**TASK GOAL:**
How many lines in the listing below contain the string "backpack"? Case counts. Give only the number.

--- Start DATA SHOWN ---

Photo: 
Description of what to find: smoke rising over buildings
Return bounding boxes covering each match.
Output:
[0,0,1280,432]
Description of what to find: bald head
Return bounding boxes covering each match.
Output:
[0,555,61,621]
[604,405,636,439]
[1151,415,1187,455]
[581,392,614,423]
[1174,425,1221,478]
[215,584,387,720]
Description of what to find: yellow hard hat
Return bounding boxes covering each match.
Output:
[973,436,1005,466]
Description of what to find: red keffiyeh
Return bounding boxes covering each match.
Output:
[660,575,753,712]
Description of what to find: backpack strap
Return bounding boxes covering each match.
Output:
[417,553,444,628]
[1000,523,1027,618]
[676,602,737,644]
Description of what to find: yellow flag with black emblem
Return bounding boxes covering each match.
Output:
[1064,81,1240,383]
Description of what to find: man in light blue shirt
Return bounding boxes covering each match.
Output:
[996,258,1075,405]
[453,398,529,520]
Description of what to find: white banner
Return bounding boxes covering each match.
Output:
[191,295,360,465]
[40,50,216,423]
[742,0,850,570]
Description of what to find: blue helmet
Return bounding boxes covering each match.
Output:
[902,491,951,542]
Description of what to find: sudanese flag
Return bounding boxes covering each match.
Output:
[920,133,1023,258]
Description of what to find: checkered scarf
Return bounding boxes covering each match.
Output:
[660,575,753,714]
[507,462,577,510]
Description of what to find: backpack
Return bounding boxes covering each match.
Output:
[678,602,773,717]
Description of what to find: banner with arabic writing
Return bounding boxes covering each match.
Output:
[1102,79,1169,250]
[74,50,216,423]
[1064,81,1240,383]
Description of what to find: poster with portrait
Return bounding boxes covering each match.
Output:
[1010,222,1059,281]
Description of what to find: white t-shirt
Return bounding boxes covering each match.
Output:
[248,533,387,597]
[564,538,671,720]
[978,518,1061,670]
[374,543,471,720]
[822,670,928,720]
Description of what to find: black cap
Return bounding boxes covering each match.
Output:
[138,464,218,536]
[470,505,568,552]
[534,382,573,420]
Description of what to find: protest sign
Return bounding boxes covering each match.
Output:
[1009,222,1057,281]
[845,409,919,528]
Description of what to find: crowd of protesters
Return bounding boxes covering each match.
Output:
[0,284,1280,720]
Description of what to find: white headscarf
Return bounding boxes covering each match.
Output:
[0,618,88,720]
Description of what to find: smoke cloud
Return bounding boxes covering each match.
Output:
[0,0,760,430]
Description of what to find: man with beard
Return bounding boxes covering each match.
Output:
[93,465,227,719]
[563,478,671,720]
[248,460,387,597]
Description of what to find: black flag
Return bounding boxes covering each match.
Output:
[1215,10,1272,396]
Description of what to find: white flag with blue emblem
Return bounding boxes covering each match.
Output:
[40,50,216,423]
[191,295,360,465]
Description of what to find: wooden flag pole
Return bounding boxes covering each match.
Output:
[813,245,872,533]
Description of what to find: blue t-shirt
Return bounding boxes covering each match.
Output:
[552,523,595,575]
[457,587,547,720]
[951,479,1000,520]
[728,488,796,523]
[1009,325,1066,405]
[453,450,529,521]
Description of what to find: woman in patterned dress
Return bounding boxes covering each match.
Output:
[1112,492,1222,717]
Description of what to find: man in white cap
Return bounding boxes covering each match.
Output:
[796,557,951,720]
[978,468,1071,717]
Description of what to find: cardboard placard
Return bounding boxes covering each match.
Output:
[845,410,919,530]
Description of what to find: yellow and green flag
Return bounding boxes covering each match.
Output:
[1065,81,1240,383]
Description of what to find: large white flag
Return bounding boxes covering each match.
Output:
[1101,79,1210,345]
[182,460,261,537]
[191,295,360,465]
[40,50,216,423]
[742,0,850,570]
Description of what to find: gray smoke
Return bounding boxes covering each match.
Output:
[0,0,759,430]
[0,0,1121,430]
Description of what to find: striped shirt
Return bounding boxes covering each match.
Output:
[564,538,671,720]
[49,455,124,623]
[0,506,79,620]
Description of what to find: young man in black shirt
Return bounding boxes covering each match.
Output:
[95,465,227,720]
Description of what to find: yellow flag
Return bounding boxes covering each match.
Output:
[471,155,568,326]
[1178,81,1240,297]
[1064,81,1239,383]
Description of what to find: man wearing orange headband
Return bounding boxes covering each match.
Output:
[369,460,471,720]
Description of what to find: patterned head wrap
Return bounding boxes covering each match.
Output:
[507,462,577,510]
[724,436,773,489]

--- End DATA SHOWN ---

**EXERCISE OUTPUT:**
2